→ WHAT THIS TASK INVOLVES
From the CDK Erigon text below, list every component of the legacy Polygon zkEVM.

→ DOCUMENT EXTRACT
>> Start

CDK Erigon¶
CDK Erigon is the implementation of Erigon adapted to be a specialized framework for creating and managing chains that run the Polygon zkEVM protocol. Its code repository can be found at 0xPolygonHermez/cdk-erigon.
Erigon, formerly known as Turbo-Geth, is a high-performance Ethereum client built to meet the increasing demands of the Ethereum blockchain. It focuses on optimizing performance, disk space, and synchronization speed.
Since its inception, Erigon has demonstrated the ability to sync in full archive node mode without requiring advanced hardware or weeks of synchronization time.
The CDK Erigon framework utilizes Erigon’s fast syncing mode, allowing any CDK Erigon RPC node to sync with the CDK Erigon sequencer node.
Polygon zkEVM components¶
The legacy Polygon zkEVM, either as a rollup or validium, has the following components:
- RPC node through which transactions are submitted.
- Pool DB for storing users’ transactions.
- Sequencer node for executing transactions, creating blocks and batches, sending batches to L1 (or DAC), and sequencing them.
- Aggregator node for facilitating proving and verification.
- Synchronizer for keeping sync with L1.
- State DB for permanently storing state data (but not the Merkle trees).
For the sake of simplicity, we leave out the bridge and consensus smart contracts.
CDK Erigon components¶
CDK Erigon, an Erigon implementation running the Polygon zkEVM protocol, includes most of the above components with a few modifications to fully leverage Erigon’s capabilities.
CDK Erigon consists of the following components:
- CDK Erigon RPC node through which transactions are submitted.
- tx-pool-manager for storing users’ transactions.
- CDK Erigon sequencer node for executing transactions, and creating blocks and batches.
- SequenceSender for sequencing batches.
- In the case of a rollup, the SequenceSender sends batch data and the
sequenceBatches
transaction to L1. - In the case of a validium, the SequenceSender sends batch data to the Data Availability Committee (DAC), requests for signatures from the DAC, and sends the
sequenceBatchesValidium
transaction to L1.

>> End

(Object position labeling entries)
>> Start

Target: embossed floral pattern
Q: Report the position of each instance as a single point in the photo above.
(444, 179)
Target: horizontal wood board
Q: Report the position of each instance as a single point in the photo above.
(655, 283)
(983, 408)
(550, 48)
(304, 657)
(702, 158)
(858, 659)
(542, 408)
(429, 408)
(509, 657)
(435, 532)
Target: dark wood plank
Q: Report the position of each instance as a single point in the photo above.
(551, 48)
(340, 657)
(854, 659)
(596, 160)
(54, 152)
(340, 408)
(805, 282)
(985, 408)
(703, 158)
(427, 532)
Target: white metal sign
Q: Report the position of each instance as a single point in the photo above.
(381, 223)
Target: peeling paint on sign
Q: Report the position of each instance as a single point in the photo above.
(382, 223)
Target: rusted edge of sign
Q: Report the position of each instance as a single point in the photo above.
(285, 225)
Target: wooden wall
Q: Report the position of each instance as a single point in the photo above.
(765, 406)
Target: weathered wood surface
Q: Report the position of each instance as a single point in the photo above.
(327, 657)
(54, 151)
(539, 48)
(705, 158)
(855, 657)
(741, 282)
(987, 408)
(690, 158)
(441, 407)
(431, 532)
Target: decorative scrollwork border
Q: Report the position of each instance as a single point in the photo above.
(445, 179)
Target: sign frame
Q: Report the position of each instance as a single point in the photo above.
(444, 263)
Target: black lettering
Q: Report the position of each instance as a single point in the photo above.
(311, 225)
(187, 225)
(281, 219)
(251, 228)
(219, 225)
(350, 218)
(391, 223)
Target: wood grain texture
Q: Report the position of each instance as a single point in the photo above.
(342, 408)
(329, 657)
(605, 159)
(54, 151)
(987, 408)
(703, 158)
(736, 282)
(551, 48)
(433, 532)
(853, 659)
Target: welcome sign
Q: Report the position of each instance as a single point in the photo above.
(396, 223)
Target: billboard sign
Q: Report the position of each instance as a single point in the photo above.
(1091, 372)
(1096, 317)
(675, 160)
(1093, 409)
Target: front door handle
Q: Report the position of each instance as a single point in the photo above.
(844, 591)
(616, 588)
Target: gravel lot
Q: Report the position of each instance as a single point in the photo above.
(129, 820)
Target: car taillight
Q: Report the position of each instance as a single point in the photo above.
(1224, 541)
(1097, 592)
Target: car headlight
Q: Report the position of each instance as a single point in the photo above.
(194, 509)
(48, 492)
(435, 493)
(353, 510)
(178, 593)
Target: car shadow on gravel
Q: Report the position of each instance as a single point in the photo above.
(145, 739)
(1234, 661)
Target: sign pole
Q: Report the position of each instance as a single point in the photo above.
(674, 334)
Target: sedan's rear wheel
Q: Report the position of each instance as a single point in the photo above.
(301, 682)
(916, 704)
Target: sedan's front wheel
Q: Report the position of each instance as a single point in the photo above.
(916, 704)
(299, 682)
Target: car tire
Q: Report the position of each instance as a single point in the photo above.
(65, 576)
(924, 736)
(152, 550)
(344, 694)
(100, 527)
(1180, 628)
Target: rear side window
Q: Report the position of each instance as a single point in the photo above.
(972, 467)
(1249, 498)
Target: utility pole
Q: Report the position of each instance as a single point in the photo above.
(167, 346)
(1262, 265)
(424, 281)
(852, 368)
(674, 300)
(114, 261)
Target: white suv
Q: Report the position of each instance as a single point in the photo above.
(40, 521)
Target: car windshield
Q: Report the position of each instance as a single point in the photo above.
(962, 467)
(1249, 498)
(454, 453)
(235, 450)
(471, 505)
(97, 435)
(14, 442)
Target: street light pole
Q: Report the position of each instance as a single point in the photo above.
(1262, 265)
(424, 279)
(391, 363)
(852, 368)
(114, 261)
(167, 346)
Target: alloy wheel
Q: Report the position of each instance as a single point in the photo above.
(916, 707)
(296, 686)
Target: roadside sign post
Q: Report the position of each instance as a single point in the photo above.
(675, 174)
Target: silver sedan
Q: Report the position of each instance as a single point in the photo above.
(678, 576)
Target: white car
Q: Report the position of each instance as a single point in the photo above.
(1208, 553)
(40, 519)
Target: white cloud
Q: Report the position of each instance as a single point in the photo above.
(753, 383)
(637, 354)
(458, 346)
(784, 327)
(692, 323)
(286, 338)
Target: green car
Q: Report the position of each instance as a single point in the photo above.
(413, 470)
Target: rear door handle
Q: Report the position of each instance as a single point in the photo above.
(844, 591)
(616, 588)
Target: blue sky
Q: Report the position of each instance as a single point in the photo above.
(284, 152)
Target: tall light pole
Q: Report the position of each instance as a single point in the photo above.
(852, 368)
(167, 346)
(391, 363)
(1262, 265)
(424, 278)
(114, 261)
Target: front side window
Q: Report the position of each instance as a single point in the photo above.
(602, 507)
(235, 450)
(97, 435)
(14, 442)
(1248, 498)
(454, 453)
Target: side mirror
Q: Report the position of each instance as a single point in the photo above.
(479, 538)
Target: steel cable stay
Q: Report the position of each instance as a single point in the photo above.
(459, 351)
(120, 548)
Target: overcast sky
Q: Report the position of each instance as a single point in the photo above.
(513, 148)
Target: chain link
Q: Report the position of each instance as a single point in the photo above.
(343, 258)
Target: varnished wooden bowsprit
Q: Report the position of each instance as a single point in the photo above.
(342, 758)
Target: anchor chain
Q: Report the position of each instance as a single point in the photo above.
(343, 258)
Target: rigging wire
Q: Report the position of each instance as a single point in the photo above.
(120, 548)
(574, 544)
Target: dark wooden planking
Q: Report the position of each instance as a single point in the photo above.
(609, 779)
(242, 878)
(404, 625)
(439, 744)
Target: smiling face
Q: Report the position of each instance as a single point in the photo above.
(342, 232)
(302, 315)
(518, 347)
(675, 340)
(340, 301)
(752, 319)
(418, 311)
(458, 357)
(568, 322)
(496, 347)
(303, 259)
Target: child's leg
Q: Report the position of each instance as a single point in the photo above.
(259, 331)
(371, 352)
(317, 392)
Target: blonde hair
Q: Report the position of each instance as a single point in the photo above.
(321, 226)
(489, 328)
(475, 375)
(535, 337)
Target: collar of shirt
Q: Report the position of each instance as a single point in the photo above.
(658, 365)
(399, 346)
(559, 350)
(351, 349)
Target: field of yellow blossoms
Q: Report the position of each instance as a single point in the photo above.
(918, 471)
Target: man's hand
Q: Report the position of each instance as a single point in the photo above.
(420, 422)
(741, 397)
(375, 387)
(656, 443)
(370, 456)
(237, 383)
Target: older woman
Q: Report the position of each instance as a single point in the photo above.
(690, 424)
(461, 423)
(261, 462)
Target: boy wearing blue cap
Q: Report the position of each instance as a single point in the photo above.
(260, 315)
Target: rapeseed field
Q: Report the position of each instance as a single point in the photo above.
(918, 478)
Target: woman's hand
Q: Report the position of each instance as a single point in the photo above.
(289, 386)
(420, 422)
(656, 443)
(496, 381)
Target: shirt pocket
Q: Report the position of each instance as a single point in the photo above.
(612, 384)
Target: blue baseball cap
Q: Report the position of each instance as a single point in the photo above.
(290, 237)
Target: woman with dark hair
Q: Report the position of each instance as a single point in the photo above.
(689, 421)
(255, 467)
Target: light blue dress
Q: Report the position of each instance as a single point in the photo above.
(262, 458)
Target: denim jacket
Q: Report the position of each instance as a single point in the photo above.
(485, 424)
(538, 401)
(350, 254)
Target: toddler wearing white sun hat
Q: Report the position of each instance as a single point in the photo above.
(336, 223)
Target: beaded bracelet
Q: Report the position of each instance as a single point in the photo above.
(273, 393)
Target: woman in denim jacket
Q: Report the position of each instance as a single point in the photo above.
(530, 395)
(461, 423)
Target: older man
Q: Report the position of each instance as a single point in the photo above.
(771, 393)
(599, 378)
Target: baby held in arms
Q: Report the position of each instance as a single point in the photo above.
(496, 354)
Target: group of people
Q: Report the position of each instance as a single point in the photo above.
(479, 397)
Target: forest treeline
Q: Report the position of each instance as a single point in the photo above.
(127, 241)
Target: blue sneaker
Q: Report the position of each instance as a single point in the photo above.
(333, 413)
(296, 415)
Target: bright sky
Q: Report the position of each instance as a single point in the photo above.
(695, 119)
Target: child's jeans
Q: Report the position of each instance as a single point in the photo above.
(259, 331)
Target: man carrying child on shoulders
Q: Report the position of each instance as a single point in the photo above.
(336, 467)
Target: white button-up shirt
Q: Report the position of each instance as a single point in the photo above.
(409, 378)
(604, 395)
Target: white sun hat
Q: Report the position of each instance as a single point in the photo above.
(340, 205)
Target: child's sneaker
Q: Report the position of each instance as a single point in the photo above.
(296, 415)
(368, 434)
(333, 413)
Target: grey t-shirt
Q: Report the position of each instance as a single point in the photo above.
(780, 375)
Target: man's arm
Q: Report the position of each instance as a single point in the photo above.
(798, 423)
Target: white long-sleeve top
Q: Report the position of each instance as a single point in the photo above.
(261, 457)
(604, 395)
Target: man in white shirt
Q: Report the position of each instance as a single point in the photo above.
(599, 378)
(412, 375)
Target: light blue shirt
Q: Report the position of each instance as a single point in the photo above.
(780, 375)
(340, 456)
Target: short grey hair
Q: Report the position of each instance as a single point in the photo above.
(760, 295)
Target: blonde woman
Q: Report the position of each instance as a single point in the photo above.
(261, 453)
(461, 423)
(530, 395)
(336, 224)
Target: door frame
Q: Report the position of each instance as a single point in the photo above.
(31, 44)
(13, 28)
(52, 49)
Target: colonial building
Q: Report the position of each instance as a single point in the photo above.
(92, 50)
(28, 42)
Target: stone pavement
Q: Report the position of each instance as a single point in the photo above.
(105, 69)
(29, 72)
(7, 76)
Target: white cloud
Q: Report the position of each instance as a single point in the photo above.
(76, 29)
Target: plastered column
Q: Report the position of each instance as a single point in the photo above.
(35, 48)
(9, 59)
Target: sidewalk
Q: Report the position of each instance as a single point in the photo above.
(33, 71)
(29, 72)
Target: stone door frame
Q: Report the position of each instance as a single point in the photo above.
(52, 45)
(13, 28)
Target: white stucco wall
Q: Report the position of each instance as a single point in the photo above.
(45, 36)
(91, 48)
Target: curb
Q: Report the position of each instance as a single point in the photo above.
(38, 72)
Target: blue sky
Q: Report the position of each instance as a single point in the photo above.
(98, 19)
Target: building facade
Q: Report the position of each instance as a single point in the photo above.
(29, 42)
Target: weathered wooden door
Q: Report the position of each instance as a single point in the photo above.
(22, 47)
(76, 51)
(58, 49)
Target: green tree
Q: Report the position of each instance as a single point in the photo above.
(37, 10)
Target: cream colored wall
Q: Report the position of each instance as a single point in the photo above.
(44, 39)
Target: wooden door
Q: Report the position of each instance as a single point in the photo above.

>> End

→ TASK SOLUTION
- RPC node
- Pool DB
- Sequencer node
- Aggregator node
- Synchronizer
- State DB